### Short problem
Please render the items below as a two-column CSV with the columns item and answer, one row per item: the item's text in the first field and its answer in the second. Wrap each field in quotes, and replace any line breaks with spaces.
■ ■ ■ ■
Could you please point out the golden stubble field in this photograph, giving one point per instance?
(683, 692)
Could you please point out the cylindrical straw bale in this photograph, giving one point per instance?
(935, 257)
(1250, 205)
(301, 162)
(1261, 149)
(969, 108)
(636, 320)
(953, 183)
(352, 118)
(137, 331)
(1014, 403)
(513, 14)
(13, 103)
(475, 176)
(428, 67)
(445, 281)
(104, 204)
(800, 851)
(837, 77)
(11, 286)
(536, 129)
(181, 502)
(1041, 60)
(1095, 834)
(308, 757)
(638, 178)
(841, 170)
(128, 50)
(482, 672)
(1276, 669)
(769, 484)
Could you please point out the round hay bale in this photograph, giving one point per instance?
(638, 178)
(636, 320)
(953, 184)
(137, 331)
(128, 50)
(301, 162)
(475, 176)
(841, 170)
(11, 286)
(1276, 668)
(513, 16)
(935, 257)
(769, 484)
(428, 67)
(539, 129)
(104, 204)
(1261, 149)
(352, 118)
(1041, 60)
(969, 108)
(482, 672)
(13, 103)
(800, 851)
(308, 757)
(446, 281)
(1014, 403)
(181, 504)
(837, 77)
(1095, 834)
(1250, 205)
■ ■ ■ ■
### Finished exercise
item,answer
"Could you please point out the golden stubble field in this photograph, giving one point per instance?","(683, 692)"
"Could you please point out the cylindrical straw bale in this photograph, giving one point per instance?","(935, 257) (1250, 205) (301, 162) (1261, 149) (969, 108) (636, 320) (953, 183) (352, 118) (137, 331) (1014, 403) (513, 14) (13, 103) (475, 176) (428, 67) (445, 281) (104, 204) (800, 851) (837, 77) (11, 286) (536, 129) (181, 502) (1041, 60) (1095, 834) (308, 757) (638, 178) (841, 170) (128, 50) (482, 672) (1276, 669) (769, 484)"
"Could you please point out the round hay bale in this photograph, giving one point per instance?","(638, 178) (636, 320) (953, 184) (137, 331) (128, 50) (301, 162) (475, 176) (841, 170) (11, 286) (1276, 668) (513, 16) (935, 257) (769, 484) (428, 67) (539, 129) (104, 204) (1261, 149) (352, 118) (1041, 60) (969, 108) (482, 672) (13, 103) (800, 851) (308, 757) (446, 281) (1014, 403) (181, 504) (837, 77) (1095, 834) (1250, 205)"